AIM A
According to the book review, where was the freighter Viator beached?

PAGE TEXT
Viator Plus comprises a number of ordinary (for Shepard) shorter pieces, plus an excellent but unusual short novel. Of the shorter ones, "Chinandega" is the best. A young man travels to a backwoods town in search of his missing sister, and encounters Shepard's usual sinister presences, and a vision of the world's essential corruption.

Two stories, originally published under the pseudonym "Sally Carteret," feature the first-person story of rock singer Julie Banks. Shepard often features sympathetic women, but his viewpoint characters are normally men, with the women's interior lives not visible except via word or action. On the evidence of these stories, this choice is best for him; Julie is very masculine in her outlook.

The real reason to read this book is the short novel, Viator, which is a greatly expanded version of the 2005 short novel of that name. Shepard has said that he was depressed while writing that earlier version -- which I haven't read.

The new Viator is a departure for this author. Not so much in theme and imagery, which are usual for him: a socially and economically marginal man is thrown together with men like himself, in a marginal place, and begins to encounter phenomena outside his - or anyone's - experience. Viator is a seagoing freighter which was beached in Alaska years ago. It is now home to several men, hired for obscure purposes, asked to perform investigations with unclear purpose. The freighter's surroundings are improbably tropical for Alaska, and the sounds and sights of otherworldly creatures and places become progressively more apparent as the men's behaviors and obsessions become ever stranger.

Contrasted to this scene is the nearby, quite mundane Alaskan town which Shepard's protagonist visits, and where he begins a romance with the wary owner of the general store. The greater than usual length here allows the author to round out their story more completely than he usually does. Their relationship is appealing and convincing as each dares to hope for more than life has brought before.

Dataset entries
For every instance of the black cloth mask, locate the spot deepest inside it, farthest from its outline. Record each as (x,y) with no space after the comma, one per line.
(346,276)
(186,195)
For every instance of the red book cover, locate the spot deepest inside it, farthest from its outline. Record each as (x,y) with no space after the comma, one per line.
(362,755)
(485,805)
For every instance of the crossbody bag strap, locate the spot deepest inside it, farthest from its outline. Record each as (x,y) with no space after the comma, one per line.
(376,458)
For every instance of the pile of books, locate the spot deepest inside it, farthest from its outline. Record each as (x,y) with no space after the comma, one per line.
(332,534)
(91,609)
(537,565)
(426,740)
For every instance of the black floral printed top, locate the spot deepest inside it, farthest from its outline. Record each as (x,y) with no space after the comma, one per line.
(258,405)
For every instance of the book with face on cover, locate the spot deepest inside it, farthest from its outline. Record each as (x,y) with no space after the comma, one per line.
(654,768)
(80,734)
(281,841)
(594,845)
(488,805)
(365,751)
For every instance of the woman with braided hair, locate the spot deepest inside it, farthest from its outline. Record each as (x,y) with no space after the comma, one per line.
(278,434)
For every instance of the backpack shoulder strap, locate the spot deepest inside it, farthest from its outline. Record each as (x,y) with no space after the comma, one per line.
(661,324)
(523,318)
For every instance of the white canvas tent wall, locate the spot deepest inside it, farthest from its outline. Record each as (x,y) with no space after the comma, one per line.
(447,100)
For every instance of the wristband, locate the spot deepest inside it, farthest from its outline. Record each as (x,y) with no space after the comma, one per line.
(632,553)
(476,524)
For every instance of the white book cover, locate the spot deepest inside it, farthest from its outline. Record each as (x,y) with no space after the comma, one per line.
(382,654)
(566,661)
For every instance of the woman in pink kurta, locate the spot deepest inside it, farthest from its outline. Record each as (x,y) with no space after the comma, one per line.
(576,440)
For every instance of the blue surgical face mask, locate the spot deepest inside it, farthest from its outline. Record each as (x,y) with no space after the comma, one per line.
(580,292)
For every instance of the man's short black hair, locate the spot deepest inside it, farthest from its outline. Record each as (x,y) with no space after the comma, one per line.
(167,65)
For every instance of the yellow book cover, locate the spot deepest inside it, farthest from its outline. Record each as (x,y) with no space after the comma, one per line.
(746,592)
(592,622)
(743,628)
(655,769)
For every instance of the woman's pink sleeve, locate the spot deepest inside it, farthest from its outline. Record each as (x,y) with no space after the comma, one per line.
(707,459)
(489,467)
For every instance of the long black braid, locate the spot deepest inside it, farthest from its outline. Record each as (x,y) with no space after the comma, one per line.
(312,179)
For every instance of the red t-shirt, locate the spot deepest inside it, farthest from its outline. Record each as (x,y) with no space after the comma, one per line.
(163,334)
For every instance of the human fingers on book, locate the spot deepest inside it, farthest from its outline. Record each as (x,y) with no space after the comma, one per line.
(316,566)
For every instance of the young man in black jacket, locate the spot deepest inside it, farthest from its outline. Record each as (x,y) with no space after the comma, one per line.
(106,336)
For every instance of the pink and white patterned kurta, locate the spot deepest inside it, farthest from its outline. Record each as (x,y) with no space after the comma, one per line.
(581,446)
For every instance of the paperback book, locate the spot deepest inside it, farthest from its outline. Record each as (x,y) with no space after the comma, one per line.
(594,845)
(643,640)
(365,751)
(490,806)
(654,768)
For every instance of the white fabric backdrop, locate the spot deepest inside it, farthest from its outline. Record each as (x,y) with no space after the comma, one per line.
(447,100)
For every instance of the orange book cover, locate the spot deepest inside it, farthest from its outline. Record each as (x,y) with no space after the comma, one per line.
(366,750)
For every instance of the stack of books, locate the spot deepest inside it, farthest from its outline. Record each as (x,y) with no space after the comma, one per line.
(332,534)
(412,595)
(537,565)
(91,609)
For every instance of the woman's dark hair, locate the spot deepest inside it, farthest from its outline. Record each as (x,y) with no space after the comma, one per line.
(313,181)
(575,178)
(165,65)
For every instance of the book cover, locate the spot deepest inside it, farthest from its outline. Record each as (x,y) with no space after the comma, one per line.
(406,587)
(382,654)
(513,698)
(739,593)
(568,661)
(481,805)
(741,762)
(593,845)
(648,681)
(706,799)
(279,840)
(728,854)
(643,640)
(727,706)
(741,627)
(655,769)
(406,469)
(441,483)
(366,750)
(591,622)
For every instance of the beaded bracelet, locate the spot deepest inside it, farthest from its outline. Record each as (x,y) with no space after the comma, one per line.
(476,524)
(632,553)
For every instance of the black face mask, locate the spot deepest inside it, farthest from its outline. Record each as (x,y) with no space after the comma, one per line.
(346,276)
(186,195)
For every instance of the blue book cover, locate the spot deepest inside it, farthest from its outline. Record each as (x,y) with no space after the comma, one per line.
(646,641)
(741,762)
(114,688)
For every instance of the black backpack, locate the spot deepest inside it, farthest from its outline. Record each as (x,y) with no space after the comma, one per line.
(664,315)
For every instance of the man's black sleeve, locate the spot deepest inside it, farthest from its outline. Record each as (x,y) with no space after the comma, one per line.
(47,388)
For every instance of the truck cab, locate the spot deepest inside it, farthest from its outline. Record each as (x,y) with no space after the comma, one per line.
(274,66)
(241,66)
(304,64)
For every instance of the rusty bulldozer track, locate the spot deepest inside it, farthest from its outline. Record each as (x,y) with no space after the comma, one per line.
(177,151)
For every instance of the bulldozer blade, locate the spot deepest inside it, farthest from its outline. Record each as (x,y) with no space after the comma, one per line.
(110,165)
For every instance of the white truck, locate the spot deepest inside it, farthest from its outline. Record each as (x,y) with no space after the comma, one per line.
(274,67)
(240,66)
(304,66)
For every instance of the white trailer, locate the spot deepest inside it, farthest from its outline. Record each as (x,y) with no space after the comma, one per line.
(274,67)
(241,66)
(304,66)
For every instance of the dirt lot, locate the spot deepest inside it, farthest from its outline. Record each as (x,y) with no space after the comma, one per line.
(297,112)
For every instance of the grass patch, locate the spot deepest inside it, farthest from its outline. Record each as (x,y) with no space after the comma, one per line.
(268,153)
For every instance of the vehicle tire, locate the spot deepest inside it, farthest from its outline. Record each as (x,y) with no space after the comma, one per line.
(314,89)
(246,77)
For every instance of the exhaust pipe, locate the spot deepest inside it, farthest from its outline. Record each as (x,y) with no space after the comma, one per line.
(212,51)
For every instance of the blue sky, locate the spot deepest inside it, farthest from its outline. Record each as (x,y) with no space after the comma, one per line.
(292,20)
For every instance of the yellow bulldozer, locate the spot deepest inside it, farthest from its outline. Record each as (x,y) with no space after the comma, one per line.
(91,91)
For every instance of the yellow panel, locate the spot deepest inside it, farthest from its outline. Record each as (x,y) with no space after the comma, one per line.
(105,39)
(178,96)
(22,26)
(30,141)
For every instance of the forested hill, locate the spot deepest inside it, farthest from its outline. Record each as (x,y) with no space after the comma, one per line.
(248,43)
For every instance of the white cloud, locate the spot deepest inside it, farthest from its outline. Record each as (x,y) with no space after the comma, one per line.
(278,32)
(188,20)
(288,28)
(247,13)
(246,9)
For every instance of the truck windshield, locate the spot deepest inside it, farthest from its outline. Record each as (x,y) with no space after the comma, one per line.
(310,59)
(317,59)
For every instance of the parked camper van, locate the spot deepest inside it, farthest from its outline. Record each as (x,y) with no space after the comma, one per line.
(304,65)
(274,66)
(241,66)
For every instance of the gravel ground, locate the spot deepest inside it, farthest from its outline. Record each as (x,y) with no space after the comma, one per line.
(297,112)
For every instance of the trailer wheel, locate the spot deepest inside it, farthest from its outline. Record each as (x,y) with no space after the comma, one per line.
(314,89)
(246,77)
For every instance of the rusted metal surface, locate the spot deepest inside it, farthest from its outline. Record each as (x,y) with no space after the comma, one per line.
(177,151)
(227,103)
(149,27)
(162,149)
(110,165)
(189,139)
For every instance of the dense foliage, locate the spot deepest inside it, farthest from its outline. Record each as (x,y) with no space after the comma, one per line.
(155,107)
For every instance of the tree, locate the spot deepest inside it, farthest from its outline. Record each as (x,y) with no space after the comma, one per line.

AIM B
Please select each row that contains the word "fingers".

TASK ANSWER A
In Alaska, years ago.

TASK ANSWER B
For every instance of the human fingers on book, locate the spot deepest inside it, farthest from its outline. Record each as (x,y) with no space after the comma, one per line.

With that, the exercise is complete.